» **Task to complete**: Please go through the records below and return every line holding the word "sign".

» **Data records**:
== == ==

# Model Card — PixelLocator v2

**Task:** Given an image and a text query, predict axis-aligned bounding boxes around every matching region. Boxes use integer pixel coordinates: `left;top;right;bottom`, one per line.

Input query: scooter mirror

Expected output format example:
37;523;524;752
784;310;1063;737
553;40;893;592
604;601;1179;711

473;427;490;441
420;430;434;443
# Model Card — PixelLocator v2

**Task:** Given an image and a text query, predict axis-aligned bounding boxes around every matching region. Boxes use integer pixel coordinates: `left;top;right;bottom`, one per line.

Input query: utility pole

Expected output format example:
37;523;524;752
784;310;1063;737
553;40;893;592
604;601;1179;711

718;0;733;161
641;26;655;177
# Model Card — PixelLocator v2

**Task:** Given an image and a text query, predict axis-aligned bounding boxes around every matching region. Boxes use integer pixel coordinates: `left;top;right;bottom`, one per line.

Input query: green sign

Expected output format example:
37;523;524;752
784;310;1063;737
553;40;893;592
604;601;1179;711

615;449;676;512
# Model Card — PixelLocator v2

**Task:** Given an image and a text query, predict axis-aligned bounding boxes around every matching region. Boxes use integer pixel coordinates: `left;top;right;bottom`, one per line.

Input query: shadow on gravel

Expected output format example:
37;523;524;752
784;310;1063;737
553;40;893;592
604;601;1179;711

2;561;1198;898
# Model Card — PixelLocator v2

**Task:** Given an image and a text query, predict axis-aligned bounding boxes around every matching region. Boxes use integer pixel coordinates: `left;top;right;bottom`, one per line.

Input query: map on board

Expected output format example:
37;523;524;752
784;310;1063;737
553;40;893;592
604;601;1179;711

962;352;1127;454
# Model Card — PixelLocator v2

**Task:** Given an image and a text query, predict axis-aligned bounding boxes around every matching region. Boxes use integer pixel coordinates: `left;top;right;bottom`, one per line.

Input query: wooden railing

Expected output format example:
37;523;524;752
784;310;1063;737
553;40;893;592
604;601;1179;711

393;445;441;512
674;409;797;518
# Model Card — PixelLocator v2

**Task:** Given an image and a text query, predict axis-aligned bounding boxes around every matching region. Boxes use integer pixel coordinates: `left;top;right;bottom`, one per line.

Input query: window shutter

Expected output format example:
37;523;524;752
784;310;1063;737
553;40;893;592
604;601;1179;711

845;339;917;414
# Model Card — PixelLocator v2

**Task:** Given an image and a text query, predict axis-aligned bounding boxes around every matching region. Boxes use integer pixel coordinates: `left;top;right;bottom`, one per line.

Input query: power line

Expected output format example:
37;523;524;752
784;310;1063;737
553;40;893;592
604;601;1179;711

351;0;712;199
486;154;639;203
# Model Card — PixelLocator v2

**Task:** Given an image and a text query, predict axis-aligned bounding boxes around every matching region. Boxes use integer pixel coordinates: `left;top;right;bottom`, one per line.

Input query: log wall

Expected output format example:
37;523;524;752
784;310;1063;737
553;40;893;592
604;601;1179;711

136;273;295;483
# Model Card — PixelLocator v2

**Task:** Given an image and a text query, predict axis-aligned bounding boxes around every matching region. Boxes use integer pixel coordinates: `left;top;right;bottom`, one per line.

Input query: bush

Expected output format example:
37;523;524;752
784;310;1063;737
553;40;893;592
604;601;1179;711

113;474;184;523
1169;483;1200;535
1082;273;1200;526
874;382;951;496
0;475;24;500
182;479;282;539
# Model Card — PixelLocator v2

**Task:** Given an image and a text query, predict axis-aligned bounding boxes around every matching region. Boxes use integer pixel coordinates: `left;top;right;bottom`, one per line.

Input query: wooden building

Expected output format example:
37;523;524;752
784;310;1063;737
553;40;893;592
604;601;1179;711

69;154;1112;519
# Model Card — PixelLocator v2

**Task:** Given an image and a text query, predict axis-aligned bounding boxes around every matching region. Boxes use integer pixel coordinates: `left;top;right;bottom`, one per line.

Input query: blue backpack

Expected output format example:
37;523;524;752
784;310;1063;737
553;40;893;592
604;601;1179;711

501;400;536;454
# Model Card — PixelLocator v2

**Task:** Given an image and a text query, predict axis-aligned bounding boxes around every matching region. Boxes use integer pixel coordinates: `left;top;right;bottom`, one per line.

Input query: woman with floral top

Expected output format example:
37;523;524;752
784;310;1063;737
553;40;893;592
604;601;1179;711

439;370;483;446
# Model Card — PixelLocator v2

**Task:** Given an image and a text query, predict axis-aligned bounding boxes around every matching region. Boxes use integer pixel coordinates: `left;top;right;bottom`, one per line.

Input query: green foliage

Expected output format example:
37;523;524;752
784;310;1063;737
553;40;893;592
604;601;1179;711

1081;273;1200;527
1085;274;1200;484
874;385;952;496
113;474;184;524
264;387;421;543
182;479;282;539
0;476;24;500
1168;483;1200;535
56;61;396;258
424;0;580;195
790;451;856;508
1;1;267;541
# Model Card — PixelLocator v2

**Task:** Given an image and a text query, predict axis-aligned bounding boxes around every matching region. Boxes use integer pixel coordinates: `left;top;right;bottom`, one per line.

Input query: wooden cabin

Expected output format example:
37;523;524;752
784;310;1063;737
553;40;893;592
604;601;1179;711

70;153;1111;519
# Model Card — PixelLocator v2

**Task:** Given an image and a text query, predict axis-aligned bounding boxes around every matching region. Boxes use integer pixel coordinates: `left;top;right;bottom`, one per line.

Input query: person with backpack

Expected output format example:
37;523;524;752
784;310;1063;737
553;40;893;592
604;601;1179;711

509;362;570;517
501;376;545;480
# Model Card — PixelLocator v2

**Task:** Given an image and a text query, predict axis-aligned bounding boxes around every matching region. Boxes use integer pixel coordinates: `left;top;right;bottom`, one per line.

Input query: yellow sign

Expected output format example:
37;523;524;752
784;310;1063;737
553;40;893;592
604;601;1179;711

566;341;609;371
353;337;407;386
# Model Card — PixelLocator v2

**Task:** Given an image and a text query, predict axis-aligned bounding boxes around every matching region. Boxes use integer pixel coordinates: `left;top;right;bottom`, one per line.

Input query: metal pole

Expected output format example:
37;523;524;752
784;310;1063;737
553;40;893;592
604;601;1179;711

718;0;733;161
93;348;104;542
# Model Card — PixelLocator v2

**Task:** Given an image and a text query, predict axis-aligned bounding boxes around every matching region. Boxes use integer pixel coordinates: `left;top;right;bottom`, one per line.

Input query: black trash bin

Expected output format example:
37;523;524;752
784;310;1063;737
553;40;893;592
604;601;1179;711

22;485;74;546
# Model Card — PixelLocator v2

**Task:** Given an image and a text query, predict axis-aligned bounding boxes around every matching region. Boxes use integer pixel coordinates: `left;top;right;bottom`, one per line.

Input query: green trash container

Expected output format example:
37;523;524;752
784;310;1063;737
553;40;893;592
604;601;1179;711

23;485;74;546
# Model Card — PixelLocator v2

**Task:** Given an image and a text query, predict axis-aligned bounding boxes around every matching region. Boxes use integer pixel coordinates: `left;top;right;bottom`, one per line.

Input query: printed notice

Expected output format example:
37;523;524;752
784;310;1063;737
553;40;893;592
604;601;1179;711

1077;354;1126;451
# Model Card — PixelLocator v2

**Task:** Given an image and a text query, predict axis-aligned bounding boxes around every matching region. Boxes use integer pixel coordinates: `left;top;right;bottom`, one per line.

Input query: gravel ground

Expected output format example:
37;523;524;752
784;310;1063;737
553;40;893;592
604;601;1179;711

== == ==

» **Answer to this exercise**:
Input query: green sign
Input query: yellow sign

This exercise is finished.